───── EXTRACT TO READ
The answer is contained within.

Love is not what the movies and hit songs tell us it is.
Love doesn’t hurt. If it hurts it’s something else. Fear. Attachment. Idolatry. Addiction. Possessiveness.
Nobody’s heart aches out of love. In pop culture, love gets conflated with desire all the time. From childhood we learn you can like something, or you can love it, as if it’s only different degrees of the same thing.
Love is all selflessness. It’s the opposite of need and attachment. To an individual it’s a sensation of allowing, rather than seeking. Letting go, rather than grasping.
Love is subtle and silent and delicate, and in its beginnings it can be drowned out easily by attachment, lust and fear. Love must have space, and force is what crowds it out. Love is powerful but it isn’t forceful.
Desire is simple and often reckless. We need to manage it carefully to avoid causing harm. Desire is the intention to change something, to reject what it is in favor of what it could be — something better, more secure, more pleasing. Love is the intention to let that thing be for its own sake.
──────────
§ WORK ITEM A:
In the passage on love, what does desire intend to do?
§ WORK ITEM B:
List every thing the passage on love names as what it really is when "love" hurts.
§ WORK ITEM C:
Write a continuation of the passage on love from its final sentence onward, keeping its voice.
───── RECORDED DATA
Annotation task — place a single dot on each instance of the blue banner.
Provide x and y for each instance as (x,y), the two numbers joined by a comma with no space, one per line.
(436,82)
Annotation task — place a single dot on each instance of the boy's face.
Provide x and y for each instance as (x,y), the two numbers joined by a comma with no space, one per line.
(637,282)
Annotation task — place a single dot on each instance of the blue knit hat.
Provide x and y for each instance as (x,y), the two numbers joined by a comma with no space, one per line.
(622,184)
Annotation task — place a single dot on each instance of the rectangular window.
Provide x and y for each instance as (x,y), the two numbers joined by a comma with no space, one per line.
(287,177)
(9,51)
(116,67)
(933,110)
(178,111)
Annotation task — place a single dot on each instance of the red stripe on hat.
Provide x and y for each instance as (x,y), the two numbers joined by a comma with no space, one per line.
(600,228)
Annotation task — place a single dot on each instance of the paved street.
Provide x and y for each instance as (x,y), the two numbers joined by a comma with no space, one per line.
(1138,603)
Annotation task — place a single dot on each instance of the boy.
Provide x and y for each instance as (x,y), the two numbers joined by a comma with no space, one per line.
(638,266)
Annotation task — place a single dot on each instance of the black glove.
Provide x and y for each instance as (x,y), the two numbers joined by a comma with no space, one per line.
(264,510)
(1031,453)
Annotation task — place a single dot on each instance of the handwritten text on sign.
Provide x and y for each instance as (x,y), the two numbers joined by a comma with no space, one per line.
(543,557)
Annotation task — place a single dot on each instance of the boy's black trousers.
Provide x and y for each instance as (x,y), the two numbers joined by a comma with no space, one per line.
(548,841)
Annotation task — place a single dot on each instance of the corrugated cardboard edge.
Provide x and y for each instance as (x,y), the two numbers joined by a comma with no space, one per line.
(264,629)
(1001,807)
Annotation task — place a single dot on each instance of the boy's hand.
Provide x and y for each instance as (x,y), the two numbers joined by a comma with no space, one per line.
──────────
§ REPLY A:
Desire intends to change something, rejecting what it is in favor of what it could be.

§ REPLY B:
Fear, attachment, idolatry, addiction, possessiveness

§ REPLY C:
A lot of us grow up thinking that to love is simply to want very badly. It’s hard to be sensitive to love when you’re overrun by desire. Love isn’t something that can be done badly, if it’s love at all. Desire can happen at the same time as love, but it’s not the same thing.
Jealousy isn’t love, nor is it evidence of love. Jealousy is fear. Love doesn’t drive people mad, it drives them sane. Desire, in its different forms, can drive people to do anything. Love never drives people to kill or steal or cheat or worry.